START DOCUMENT PASSAGE
A deeply personal memoir calling for an end to the dark shaming of mental illness
Families are riddled with untold secrets. But Stephen Hinshaw never imagined that a profound secret was kept under lock and key for 18 years within his family―that his father’s mysterious absences, for months at a time, resulted from serious mental illness and involuntary hospitalizations. From the moment his father revealed the truth, during Hinshaw’s first spring break from college, he knew his life would change forever.
Hinshaw calls this revelation his “psychological birth.” After years of experiencing the ups and downs of his father’s illness without knowing it existed, Hinshaw began to piece together the silent, often terrifying history of his father’s life―in great contrast to his father’s presence and love during periods of wellness. This exploration led to larger discoveries about the family saga, to Hinshaw’s correctly diagnosing his father with bipolar disorder, and to his full-fledged career as a clinical and developmental psychologist and professor.
In Another Kind of Madness, Hinshaw explores the burden of living in a family “loaded” with mental illness and debunks the stigma behind it. He explains that in today’s society, mental health problems still receive utter castigation―too often resulting in the loss of fundamental rights, including the inability to vote or run for office or automatic relinquishment of child custody. Through a poignant and moving family narrative, interlaced with shocking facts about how America and the world still view mental health conditions well into in the 21st century, Another Kind of Madness is a passionate call to arms regarding the importance of destigmatizing mental illness.
END DOCUMENT PASSAGE
WORK REQUEST: Rewrite the memoir description starting at "A deeply personal" and ending at "would change forever.", putting "unexplained" in place of "mysterious". The material has no connection to the memoir description.
START EXTRACTED INFORMATION
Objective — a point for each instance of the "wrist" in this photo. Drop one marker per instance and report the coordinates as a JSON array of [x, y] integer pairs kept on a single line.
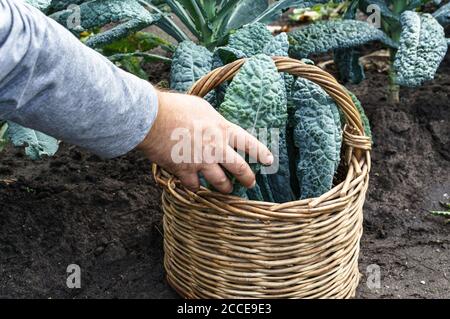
[[147, 144]]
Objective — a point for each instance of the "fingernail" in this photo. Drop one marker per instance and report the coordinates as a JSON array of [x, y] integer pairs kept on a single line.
[[269, 159]]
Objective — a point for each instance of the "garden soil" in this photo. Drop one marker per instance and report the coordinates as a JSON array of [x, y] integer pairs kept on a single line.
[[105, 216]]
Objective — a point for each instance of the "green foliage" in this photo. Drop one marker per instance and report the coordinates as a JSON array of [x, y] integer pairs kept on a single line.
[[130, 15], [210, 21], [189, 63], [442, 15], [36, 144], [256, 98], [362, 113], [422, 48], [325, 36], [140, 41], [251, 39], [3, 137], [318, 136]]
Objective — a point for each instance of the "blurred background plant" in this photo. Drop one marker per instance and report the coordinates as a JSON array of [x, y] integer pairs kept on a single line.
[[326, 11]]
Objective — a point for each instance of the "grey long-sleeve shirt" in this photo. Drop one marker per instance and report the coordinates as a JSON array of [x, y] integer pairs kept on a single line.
[[51, 82]]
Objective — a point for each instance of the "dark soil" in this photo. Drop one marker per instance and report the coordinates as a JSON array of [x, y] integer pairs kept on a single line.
[[105, 215]]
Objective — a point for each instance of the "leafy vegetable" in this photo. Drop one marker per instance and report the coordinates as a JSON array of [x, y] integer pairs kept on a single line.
[[416, 43], [189, 63], [3, 137], [317, 135], [256, 98], [442, 15], [130, 14], [364, 119], [36, 144], [422, 48], [324, 36], [251, 39]]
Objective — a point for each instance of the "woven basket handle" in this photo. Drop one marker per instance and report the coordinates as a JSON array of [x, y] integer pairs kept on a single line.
[[353, 132]]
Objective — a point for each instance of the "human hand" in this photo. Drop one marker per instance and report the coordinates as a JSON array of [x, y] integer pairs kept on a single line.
[[209, 133]]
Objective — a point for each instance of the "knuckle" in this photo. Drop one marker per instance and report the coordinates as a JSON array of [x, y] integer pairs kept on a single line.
[[222, 180], [241, 169]]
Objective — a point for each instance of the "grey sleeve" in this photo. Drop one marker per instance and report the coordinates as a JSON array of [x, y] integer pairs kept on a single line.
[[51, 82]]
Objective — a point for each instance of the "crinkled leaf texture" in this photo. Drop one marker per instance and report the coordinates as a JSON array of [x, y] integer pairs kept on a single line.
[[130, 15], [278, 46], [324, 36], [256, 98], [3, 135], [362, 113], [250, 39], [442, 15], [422, 49], [318, 136], [278, 184], [36, 144], [261, 42], [189, 63]]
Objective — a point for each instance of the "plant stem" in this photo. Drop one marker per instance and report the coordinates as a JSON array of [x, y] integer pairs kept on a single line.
[[393, 87]]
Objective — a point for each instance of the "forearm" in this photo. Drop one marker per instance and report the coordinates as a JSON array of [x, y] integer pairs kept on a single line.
[[51, 82]]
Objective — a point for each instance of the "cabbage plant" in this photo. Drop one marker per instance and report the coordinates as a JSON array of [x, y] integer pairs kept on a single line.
[[308, 147], [416, 41]]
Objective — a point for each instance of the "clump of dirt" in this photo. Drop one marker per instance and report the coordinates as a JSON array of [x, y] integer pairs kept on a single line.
[[106, 217]]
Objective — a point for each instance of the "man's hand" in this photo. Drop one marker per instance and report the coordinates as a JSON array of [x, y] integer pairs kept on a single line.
[[194, 115]]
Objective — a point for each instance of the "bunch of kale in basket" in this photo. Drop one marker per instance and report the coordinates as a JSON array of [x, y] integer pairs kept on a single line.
[[115, 28], [308, 148]]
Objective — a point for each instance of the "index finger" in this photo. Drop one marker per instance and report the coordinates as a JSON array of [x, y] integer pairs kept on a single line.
[[242, 140]]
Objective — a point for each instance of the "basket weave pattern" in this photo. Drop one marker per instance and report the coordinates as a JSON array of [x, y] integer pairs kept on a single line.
[[221, 246]]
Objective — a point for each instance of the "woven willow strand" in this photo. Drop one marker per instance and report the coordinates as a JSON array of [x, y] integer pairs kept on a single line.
[[221, 246]]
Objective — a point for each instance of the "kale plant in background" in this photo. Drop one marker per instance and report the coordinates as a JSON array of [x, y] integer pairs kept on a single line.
[[416, 41], [36, 144], [308, 147], [103, 23]]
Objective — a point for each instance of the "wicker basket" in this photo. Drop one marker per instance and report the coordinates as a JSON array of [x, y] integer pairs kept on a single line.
[[221, 246]]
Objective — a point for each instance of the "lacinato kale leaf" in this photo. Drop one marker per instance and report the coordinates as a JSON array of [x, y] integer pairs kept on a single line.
[[190, 62], [317, 134], [422, 48], [36, 144], [325, 36], [256, 98], [251, 39]]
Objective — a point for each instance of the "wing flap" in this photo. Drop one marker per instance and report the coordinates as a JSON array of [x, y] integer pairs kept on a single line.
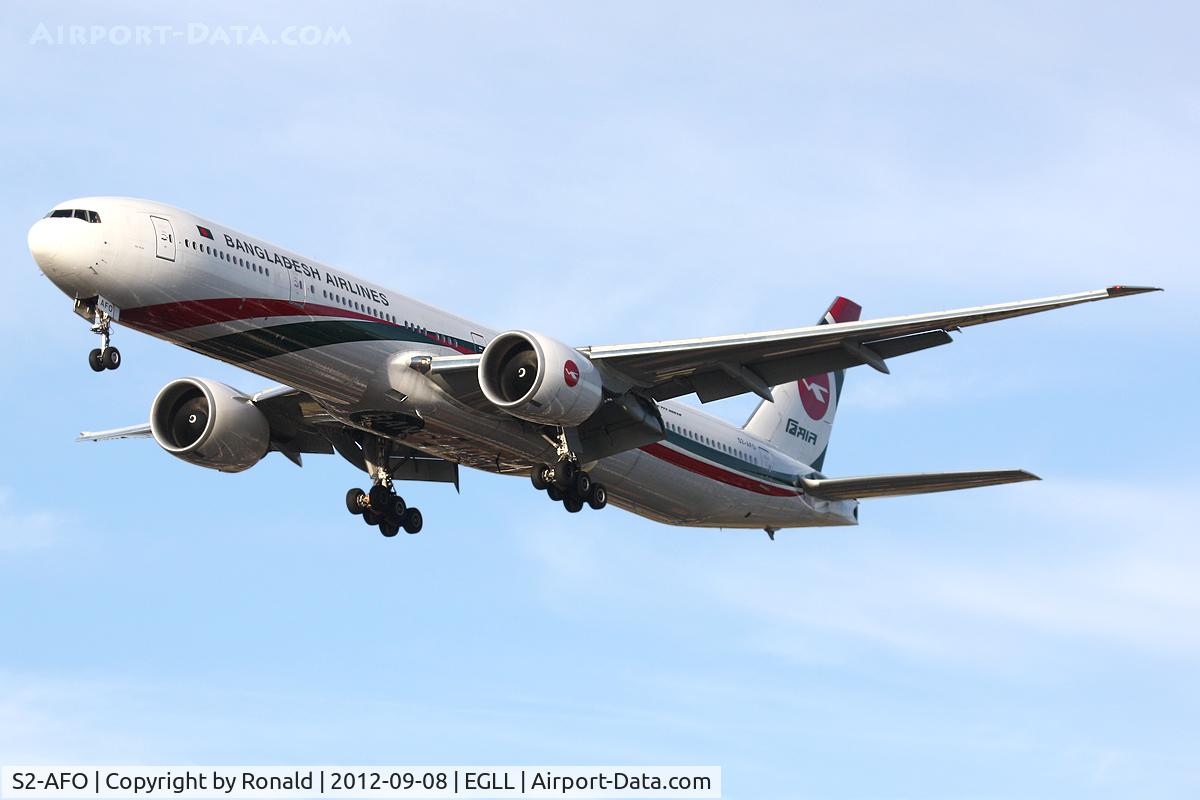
END EXTRACTED INFORMATION
ANSWER SPACE:
A deeply personal memoir calling for an end to the dark shaming of mental illness
Families are riddled with untold secrets. But Stephen Hinshaw never imagined that a profound secret was kept under lock and key for 18 years within his family―that his father’s unexplained absences, for months at a time, resulted from serious mental illness and involuntary hospitalizations. From the moment his father revealed the truth, during Hinshaw’s first spring break from college, he knew his life would change forever.